Task prompt: Only one stretch of the data below should be repeated: the lines from the line containing "Target: man in black coat" through the line containing "Target: ornate wooden panel", inclusive, exactly as they are.

Dataset records:

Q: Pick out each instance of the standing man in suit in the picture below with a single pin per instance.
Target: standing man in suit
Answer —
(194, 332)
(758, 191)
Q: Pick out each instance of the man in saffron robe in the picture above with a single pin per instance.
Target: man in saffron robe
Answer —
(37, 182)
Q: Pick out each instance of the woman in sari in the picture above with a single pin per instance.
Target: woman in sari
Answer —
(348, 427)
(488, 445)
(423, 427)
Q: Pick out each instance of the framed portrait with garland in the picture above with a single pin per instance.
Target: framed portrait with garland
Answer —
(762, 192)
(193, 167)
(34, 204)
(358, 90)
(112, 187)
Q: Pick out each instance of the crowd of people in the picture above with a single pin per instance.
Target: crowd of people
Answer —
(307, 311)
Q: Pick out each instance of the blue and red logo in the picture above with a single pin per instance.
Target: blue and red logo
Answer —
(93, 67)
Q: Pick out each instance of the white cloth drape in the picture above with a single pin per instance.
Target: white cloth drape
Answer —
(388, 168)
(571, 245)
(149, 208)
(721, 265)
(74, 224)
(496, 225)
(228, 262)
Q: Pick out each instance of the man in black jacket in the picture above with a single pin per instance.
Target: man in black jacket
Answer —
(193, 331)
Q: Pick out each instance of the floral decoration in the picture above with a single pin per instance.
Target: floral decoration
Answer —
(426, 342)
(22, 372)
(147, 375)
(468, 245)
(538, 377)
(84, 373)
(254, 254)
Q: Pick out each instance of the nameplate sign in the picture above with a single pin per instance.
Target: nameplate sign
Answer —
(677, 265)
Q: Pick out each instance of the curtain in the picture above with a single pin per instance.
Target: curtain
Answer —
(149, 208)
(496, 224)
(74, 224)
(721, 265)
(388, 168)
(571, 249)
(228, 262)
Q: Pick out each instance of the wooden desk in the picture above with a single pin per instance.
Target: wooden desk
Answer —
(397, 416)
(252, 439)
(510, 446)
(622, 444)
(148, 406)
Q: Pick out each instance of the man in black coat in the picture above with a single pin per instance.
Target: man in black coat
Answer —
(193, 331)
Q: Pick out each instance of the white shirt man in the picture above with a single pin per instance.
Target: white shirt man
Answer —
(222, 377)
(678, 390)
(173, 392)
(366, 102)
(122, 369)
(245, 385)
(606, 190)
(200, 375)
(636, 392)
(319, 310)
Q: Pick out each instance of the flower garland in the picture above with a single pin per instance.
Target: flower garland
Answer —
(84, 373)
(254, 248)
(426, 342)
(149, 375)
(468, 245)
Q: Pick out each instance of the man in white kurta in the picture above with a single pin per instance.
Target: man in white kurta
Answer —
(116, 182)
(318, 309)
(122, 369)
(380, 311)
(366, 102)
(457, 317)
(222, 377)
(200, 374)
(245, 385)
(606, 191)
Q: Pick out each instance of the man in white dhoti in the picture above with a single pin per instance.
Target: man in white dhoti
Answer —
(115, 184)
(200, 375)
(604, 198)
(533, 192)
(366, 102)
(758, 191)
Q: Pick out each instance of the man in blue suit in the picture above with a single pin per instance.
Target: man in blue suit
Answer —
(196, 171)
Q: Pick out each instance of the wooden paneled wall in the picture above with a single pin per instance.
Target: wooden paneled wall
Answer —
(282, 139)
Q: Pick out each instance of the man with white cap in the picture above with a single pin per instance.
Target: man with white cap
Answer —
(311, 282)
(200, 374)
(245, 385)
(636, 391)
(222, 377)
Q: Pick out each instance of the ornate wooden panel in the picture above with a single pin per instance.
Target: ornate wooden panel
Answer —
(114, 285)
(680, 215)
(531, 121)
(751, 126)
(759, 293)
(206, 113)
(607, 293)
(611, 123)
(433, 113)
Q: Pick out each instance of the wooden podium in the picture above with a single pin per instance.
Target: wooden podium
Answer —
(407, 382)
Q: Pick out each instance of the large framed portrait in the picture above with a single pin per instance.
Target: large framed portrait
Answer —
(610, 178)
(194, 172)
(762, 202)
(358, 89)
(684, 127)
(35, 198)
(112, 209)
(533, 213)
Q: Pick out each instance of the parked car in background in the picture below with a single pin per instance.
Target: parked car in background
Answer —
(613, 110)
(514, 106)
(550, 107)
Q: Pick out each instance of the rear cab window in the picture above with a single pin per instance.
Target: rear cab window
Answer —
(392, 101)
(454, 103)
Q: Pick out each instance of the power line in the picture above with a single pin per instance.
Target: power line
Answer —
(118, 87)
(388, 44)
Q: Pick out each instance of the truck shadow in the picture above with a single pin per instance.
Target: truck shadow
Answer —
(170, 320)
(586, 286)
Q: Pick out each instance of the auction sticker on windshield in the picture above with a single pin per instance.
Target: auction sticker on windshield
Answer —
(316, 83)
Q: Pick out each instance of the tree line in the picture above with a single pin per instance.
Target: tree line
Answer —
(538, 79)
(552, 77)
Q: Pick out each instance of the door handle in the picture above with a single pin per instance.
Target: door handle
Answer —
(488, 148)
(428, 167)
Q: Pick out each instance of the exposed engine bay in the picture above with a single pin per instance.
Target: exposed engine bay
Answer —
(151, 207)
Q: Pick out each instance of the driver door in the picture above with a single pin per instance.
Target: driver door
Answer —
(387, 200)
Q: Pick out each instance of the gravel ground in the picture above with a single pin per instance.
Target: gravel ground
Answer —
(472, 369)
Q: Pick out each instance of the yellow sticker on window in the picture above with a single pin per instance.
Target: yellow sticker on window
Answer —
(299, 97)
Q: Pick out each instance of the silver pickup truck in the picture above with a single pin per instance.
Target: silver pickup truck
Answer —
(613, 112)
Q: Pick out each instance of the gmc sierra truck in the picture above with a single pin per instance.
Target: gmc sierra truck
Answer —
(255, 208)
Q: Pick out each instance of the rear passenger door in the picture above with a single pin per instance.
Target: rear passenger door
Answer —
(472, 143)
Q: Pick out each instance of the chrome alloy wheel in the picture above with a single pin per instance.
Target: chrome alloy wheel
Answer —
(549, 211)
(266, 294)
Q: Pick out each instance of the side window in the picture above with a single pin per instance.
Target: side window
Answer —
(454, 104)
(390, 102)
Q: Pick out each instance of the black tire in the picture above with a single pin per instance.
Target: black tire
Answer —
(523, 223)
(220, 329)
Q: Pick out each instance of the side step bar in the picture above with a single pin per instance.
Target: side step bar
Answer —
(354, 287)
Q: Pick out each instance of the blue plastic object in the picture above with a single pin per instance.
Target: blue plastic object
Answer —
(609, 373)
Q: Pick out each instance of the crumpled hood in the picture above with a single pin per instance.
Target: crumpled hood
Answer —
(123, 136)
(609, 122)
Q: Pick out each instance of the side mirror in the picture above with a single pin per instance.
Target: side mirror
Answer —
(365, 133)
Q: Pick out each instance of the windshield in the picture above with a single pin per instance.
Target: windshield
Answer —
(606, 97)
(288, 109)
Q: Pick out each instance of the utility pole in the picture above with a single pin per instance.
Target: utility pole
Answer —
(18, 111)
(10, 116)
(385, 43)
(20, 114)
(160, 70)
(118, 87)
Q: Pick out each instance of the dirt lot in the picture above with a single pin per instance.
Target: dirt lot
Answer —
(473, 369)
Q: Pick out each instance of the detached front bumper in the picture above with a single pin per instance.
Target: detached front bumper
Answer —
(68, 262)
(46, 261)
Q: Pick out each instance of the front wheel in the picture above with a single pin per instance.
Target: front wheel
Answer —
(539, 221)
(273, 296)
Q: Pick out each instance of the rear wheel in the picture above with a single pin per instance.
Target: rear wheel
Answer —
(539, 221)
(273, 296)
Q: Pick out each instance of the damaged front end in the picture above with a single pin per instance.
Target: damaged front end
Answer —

Solution for this exercise:
Target: man in black coat
Answer —
(193, 331)
Q: Pick out each instance of the white shirt man in the picture above with a single pin per instance.
Target: white shirt man
Answer —
(222, 377)
(678, 390)
(173, 392)
(366, 102)
(122, 369)
(245, 385)
(606, 190)
(200, 375)
(636, 392)
(319, 310)
Q: Pick out each instance of the flower garland in the picture above with a single pin per instance.
Target: flower garland
Answer —
(84, 373)
(254, 248)
(426, 342)
(149, 375)
(468, 245)
Q: Pick out each instance of the man in white kurta in the picture above with a single pin per instance.
Target: man in white kurta
Answer —
(116, 182)
(318, 309)
(122, 369)
(380, 311)
(366, 102)
(457, 317)
(222, 377)
(200, 374)
(245, 385)
(606, 191)
Q: Pick out each instance of the man in white dhoti in the picture above with a single pin per instance.
Target: man in white dhoti
Answer —
(115, 184)
(200, 375)
(604, 198)
(533, 192)
(366, 102)
(758, 191)
Q: Pick out each instance of the man in blue suit in the picture above with a single pin per instance.
Target: man in blue suit
Answer —
(196, 171)
Q: Pick out each instance of the wooden paneled wall in the picture above with a single pin per instance.
Target: wooden paneled wall
Answer —
(282, 139)
Q: Pick out each instance of the man with white cap in the picture above with a single pin per instance.
Target: man with white cap
Answer —
(311, 282)
(200, 374)
(245, 385)
(636, 391)
(222, 377)
Q: Pick out each instance of the ornate wooden panel in the picture above with a single pin per instance.
Target: ornate wooden panel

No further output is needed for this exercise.